▶ _What to work on_: Make an exact copy of the entries below.

▶ _Dataset records_:
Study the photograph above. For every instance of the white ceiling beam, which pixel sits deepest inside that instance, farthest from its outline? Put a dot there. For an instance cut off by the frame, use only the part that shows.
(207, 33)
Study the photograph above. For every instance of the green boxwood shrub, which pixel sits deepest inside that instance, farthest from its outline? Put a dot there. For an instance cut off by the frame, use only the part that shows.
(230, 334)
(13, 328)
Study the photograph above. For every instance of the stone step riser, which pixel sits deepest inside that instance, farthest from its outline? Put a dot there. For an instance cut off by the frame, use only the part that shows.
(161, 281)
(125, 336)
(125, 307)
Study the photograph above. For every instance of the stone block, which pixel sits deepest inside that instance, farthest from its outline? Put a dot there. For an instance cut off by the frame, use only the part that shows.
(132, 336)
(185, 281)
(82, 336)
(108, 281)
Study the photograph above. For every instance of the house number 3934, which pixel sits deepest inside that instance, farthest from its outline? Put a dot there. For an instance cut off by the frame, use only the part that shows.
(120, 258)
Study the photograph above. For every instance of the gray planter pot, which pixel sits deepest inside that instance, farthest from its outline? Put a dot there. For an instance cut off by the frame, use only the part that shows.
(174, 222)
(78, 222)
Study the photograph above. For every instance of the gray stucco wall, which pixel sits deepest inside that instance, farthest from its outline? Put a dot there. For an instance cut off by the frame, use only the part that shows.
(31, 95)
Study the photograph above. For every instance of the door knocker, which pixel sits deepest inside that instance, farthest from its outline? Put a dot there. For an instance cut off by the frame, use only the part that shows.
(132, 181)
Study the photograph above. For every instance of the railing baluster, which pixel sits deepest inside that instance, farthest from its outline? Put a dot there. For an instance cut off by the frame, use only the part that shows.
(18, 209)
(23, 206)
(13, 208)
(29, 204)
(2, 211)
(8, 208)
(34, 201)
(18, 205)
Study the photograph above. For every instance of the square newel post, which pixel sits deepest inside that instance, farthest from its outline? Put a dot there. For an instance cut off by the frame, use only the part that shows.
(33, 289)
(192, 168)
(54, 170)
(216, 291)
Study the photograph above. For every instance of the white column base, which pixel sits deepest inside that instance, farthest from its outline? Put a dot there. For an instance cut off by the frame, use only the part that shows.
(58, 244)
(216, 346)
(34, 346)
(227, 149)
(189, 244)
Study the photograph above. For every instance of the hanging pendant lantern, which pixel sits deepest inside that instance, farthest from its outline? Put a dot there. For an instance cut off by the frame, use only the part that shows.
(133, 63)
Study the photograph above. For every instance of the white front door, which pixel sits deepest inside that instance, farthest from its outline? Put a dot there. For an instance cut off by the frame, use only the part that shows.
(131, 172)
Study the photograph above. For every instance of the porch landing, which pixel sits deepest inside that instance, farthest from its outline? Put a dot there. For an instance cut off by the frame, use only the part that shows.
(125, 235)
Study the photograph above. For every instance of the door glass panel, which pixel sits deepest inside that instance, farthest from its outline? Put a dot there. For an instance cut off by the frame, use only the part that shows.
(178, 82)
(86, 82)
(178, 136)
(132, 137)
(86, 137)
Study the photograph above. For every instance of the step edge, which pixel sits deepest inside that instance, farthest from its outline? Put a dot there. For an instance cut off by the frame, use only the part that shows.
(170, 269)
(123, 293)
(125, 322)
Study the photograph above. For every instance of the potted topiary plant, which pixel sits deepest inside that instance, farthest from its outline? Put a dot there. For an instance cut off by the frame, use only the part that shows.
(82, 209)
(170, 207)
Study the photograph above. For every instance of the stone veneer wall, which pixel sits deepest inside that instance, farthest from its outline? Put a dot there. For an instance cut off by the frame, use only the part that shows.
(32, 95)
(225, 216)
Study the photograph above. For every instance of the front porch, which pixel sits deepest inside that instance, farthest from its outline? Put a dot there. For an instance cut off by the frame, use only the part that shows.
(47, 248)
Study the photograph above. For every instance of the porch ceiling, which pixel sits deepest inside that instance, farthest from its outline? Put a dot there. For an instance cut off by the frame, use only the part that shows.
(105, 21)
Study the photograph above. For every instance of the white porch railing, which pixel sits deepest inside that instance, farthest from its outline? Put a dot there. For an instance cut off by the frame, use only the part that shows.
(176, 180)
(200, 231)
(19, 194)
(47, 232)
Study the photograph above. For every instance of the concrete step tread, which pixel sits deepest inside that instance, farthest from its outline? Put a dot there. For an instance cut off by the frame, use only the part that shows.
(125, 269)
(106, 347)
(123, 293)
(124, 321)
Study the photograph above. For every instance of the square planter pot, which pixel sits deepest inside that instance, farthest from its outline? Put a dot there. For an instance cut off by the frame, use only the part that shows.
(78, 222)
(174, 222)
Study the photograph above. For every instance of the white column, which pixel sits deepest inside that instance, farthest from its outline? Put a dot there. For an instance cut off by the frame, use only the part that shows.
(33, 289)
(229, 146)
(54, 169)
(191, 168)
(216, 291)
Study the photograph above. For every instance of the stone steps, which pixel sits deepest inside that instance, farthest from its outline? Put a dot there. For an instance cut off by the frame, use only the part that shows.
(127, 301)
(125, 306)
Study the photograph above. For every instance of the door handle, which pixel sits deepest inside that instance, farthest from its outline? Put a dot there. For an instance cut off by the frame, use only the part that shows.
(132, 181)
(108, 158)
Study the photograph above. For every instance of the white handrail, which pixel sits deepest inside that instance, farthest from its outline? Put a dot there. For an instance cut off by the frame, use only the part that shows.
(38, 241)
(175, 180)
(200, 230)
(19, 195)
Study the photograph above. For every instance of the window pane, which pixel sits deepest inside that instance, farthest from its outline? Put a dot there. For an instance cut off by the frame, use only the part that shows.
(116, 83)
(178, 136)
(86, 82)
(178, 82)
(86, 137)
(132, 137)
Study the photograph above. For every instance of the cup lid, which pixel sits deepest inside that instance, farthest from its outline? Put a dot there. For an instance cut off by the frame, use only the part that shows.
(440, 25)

▶ _Full response_:
Study the photograph above. For every instance of the white ceiling beam, which pixel sits deepest inside that instance, farthest from its outline? Put a dot there. For an instance cut off by the frame, use only the part that shows.
(207, 33)
Study the photograph above. For every instance of the green boxwood shrub, which pixel sits deepest inside that instance, farthest from its outline? Put a dot there. For an instance cut off by the frame, use only the part that shows.
(230, 334)
(13, 328)
Study the photograph above. For every instance of the stone step riser, which pixel sits deepest inside that instance, farthest from its outline? Put a dot there. For an instance cut off by the frame, use only the part that shows.
(161, 281)
(125, 336)
(125, 307)
Study the photograph above. For every instance of the stone block, which pixel sits deepest inside that instance, farthest from its outline? Put a dot there. For an instance cut off by the frame, use only the part that shows.
(132, 336)
(185, 281)
(82, 336)
(108, 281)
Study the photograph above. For every instance of the house number 3934, which pixel sits deepest inside that instance, farthest from its outline? Put a dot there. For an instance cut off by the frame, use only the part that shows.
(120, 258)
Study the photograph above. For every instance of the gray planter pot, which pixel sits deepest inside that instance, farthest from its outline? Put a dot there. For an instance cut off by the frame, use only the part that shows.
(174, 222)
(78, 222)
Study the photograph above. For every instance of the gray stucco wall, which pixel sits deepest inside that instance, farthest from its outline? Put a dot there. For an instance cut off by the frame, use only the part that shows.
(31, 95)
Study the photograph above. For every instance of the door knocker, which pixel sits deepest inside that instance, farthest from its outline? Put a dot there. For an instance cut off by the frame, use only the part that shows.
(132, 181)
Study the photograph above. For every instance of the railing baluster, which pixel sits deepest inside that instance, farthest from its outline? Put a dot there. For an instance cut off by the frame, use only the part that shows.
(18, 209)
(23, 206)
(13, 208)
(29, 204)
(2, 211)
(8, 208)
(34, 201)
(18, 205)
Study the photograph above. For every instance of the square newel post, which pixel sits deepest inside that instance, farthest from its outline? Put a dot there. For an instance cut off by the frame, use only the part that shows.
(33, 289)
(192, 168)
(54, 170)
(216, 291)
Study the photograph above. For every instance of the white column base, which pixel sits deepest inside that instance, farthest from its outline? Put a dot there. For an instance cut off by the frame, use only the part that shows.
(58, 244)
(216, 346)
(34, 346)
(227, 149)
(189, 244)
Study the photograph above. For every instance of the hanging pendant lantern, which pixel sits deepest inside that instance, farthest from its outline? Put a dot there. For an instance cut off by the frame, use only the part that shows.
(133, 63)
Study the photograph above. For every instance of the white front door, which pixel sits deepest inside that instance, farthest from its outline? Put a dot there. For an instance cut off by the frame, use only the part that shows.
(131, 172)
Study the photograph above. For every instance of the porch landing, which pixel sits deepest inside that instance, farthest from its outline? Put a dot there. For an instance cut off by the frame, use only the part that shows.
(125, 235)
Study the photograph above. For every instance of the door glass panel, which pixel sits deepest inside that instance, farthest from its outline? Put a dot there. For an instance cut off by the frame, use only the part that shows.
(178, 82)
(86, 82)
(178, 136)
(132, 137)
(86, 137)
Study the photograph above. For every instance of the step edge, which pixel sits deepest inside that instance, farthest from its outline? Put a dot there. For an instance cut off by the frame, use only the part that shows.
(170, 269)
(123, 293)
(125, 322)
Study the photograph above. For every instance of the potted topiary plant, which pixel sits deepest inside that instance, farthest from its outline? Put a dot there. For an instance cut off by the frame, use only the part that shows.
(82, 209)
(170, 207)
Study the photograph above. For every instance of the stone veneer wall, which pixel sits deepest inside that instance, farthest from its outline? Put a dot there. For an instance cut off by the frame, use only the part that shows.
(32, 95)
(225, 216)
Study the photograph above. For every instance of the front porch, which pixel sits deepest inside that instance, farthest from its outline? Put a dot there. For an instance cut off by the frame, use only the part that shows.
(47, 248)
Study the photograph above. For every instance of the porch ceiling, which pixel sits deepest inside that instance, farthest from its outline? Put a dot there. For an instance cut off by the frame, use only the part that shows.
(105, 21)
Study the photograph above. For every instance of the white porch railing, which pixel sits deepest inside that instance, farthest from its outline? Put a dot there. For an instance cut off by the frame, use only the part that shows.
(176, 180)
(200, 231)
(19, 194)
(47, 232)
Study the photograph above. For every instance of the concrete step tread, which pixel sits deepest inside that instance, farthest from its outline? Put a dot there. For an instance cut off by the frame, use only the part that shows.
(125, 269)
(106, 347)
(123, 293)
(124, 321)
Study the photograph above. For every instance of the square planter pot, which pixel sits deepest inside that instance, farthest from its outline? Put a dot there. For an instance cut off by the frame, use only the part that shows.
(78, 222)
(174, 222)
Study the photograph above. For every instance of the white column, which pixel sits deepest inside that instance, farthest from its outline? Put a dot there. For an instance cut off by the frame, use only the part that shows.
(33, 289)
(229, 146)
(54, 169)
(191, 168)
(216, 291)
Study the photograph above. For every instance of the stone steps, which pixel sits deepest inside that instance, farthest from its outline? Put a dot there. For an instance cut off by the frame, use only the part that shows.
(127, 301)
(125, 306)
Study the photograph above. For every instance of the door handle, which pixel sits deepest inside that instance, farthest from its outline? Put a dot there. For an instance cut off by the frame, use only the part that shows.
(132, 181)
(108, 158)
Study the photograph above. For every instance of the white handrail, which pixel sits deepest inside that instance, farthest from its outline? Put a dot there. For an instance cut off by the frame, use only the part that shows.
(38, 241)
(175, 180)
(200, 230)
(19, 195)
Study the photograph above. For every instance of the window pane, which pixel sits deepest inside that instance, farthest from its outline? Put a dot there. For an instance cut off by the frame, use only the part that shows.
(116, 83)
(178, 136)
(86, 82)
(178, 82)
(86, 137)
(132, 137)
Study the photograph above. For every instance of the cup lid, which pixel sits deepest inside that instance, farthest from its outline? Put a dot there. For an instance cut off by the frame, use only the part that shows.
(440, 25)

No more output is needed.